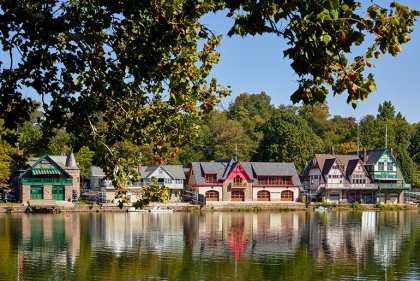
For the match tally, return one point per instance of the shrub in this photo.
(257, 208)
(388, 207)
(9, 208)
(357, 206)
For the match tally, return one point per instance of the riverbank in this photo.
(209, 207)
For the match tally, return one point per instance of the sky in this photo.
(256, 64)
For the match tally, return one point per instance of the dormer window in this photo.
(211, 178)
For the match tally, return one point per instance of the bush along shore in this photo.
(213, 207)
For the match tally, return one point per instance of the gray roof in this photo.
(96, 171)
(175, 171)
(71, 161)
(61, 160)
(371, 155)
(254, 169)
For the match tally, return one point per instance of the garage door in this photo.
(287, 195)
(36, 192)
(237, 196)
(367, 198)
(393, 198)
(351, 197)
(334, 197)
(58, 192)
(263, 195)
(212, 195)
(381, 198)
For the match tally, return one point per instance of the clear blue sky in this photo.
(256, 64)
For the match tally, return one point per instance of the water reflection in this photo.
(210, 246)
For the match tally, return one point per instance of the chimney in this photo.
(364, 156)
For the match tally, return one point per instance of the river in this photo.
(300, 245)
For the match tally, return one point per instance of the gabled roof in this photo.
(96, 171)
(45, 165)
(372, 156)
(254, 169)
(62, 160)
(326, 161)
(175, 171)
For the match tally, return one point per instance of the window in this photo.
(263, 195)
(211, 178)
(288, 180)
(273, 181)
(262, 180)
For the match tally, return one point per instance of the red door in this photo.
(237, 195)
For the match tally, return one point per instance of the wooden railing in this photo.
(399, 186)
(238, 184)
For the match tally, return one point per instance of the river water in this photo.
(211, 246)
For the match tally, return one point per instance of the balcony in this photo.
(52, 181)
(342, 186)
(394, 186)
(238, 184)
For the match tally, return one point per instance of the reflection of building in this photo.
(228, 180)
(58, 236)
(245, 233)
(50, 177)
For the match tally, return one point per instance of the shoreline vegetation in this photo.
(215, 207)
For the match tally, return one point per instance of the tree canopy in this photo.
(138, 71)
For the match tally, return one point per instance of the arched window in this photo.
(237, 195)
(263, 195)
(212, 195)
(287, 195)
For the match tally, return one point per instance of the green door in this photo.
(58, 192)
(36, 192)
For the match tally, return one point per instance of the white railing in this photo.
(342, 186)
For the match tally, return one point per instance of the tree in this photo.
(287, 138)
(252, 111)
(84, 159)
(316, 116)
(320, 33)
(225, 136)
(144, 65)
(5, 159)
(386, 111)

※

→ **Exercise instructions**: Please transcribe exactly the line containing "arched window in this photo." and every line after it to the end of the data, and no other lines.

→ **Answer to the problem**:
For the match tally, return one point per instance of the arched window in this photo.
(237, 195)
(263, 195)
(212, 195)
(287, 195)
For the match tally, return one point per instance of the green door in this photo.
(58, 192)
(36, 192)
For the match tally, return one point per instance of the white railing in this photo.
(342, 186)
For the match tally, return one point per instance of the tree in this photo.
(287, 138)
(252, 111)
(84, 159)
(316, 116)
(320, 33)
(225, 136)
(144, 65)
(5, 159)
(386, 111)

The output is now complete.